====== Provided entries

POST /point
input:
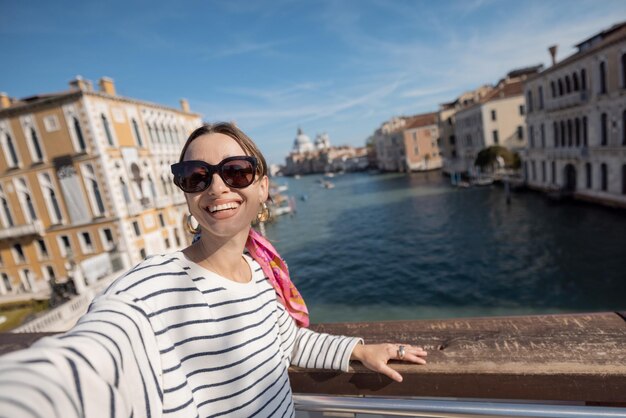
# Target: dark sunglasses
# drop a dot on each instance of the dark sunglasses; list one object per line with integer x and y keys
{"x": 195, "y": 176}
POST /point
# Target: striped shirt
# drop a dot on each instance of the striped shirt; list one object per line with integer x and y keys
{"x": 171, "y": 339}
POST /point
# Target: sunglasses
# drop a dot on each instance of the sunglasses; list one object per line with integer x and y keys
{"x": 195, "y": 176}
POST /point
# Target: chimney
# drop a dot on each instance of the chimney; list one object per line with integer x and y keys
{"x": 107, "y": 86}
{"x": 5, "y": 101}
{"x": 78, "y": 84}
{"x": 184, "y": 105}
{"x": 552, "y": 50}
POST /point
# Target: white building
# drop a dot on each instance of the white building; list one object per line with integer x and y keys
{"x": 577, "y": 121}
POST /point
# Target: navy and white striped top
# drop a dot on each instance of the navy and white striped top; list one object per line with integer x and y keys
{"x": 171, "y": 339}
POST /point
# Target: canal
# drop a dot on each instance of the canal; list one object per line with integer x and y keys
{"x": 396, "y": 246}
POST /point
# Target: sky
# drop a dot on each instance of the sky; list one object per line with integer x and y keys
{"x": 337, "y": 66}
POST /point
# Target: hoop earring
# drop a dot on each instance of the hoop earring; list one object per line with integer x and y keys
{"x": 264, "y": 213}
{"x": 189, "y": 225}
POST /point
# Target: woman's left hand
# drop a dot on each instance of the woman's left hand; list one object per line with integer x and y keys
{"x": 376, "y": 356}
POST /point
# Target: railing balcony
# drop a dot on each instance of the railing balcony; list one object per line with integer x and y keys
{"x": 17, "y": 231}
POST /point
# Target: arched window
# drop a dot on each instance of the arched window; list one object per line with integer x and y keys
{"x": 137, "y": 134}
{"x": 94, "y": 191}
{"x": 51, "y": 199}
{"x": 570, "y": 136}
{"x": 604, "y": 129}
{"x": 79, "y": 135}
{"x": 604, "y": 175}
{"x": 36, "y": 145}
{"x": 28, "y": 208}
{"x": 5, "y": 211}
{"x": 555, "y": 134}
{"x": 602, "y": 70}
{"x": 583, "y": 79}
{"x": 107, "y": 130}
{"x": 125, "y": 191}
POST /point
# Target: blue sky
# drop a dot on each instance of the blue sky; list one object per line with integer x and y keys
{"x": 341, "y": 67}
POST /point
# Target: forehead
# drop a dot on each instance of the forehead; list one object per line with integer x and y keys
{"x": 213, "y": 148}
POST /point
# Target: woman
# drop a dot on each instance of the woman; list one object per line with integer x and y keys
{"x": 207, "y": 331}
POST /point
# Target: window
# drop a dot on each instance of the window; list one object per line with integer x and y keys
{"x": 79, "y": 135}
{"x": 26, "y": 201}
{"x": 107, "y": 130}
{"x": 50, "y": 197}
{"x": 65, "y": 246}
{"x": 136, "y": 228}
{"x": 10, "y": 151}
{"x": 95, "y": 196}
{"x": 106, "y": 237}
{"x": 18, "y": 254}
{"x": 137, "y": 133}
{"x": 5, "y": 210}
{"x": 602, "y": 71}
{"x": 34, "y": 140}
{"x": 42, "y": 248}
{"x": 604, "y": 176}
{"x": 86, "y": 244}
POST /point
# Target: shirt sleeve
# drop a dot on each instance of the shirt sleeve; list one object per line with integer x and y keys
{"x": 108, "y": 365}
{"x": 314, "y": 350}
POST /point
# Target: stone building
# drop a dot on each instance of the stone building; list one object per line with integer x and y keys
{"x": 577, "y": 121}
{"x": 408, "y": 144}
{"x": 496, "y": 118}
{"x": 85, "y": 183}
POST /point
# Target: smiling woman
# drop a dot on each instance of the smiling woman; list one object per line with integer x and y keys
{"x": 207, "y": 331}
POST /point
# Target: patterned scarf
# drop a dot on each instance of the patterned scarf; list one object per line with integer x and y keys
{"x": 276, "y": 270}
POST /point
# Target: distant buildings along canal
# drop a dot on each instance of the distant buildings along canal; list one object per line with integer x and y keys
{"x": 577, "y": 121}
{"x": 85, "y": 184}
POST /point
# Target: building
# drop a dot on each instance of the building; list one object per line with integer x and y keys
{"x": 320, "y": 156}
{"x": 496, "y": 118}
{"x": 85, "y": 184}
{"x": 408, "y": 144}
{"x": 577, "y": 121}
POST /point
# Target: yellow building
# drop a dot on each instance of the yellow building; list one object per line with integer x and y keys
{"x": 85, "y": 184}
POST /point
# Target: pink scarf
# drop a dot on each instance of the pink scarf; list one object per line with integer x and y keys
{"x": 276, "y": 270}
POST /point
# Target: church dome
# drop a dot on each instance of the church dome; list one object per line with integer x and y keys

============

= What you need to do =
Repeat the lines of the listing above verbatim, beginning at its first line and ending at the line containing "# Target: canal", which is included. Omit pictures.

= Solution to this problem =
POST /point
input:
# Target: dark sunglasses
# drop a dot on each instance of the dark sunglasses; list one object per line with integer x and y keys
{"x": 195, "y": 176}
POST /point
# Target: striped shirt
# drop a dot on each instance of the striped shirt; list one object per line with integer x and y keys
{"x": 171, "y": 339}
POST /point
# Target: sunglasses
# drop a dot on each instance of the sunglasses; list one object per line with integer x and y keys
{"x": 195, "y": 176}
POST /point
# Target: chimney
# drop a dot on each instance of the chimney; list one object per line with integer x and y keys
{"x": 107, "y": 86}
{"x": 5, "y": 101}
{"x": 78, "y": 84}
{"x": 184, "y": 105}
{"x": 552, "y": 50}
POST /point
# Target: white building
# drop a dot on each instance of the white building; list one object per line with integer x and y keys
{"x": 577, "y": 121}
POST /point
# Target: navy and white striped top
# drop a dot on each instance of the navy and white striped top; list one object per line with integer x and y keys
{"x": 171, "y": 339}
POST /point
# Target: canal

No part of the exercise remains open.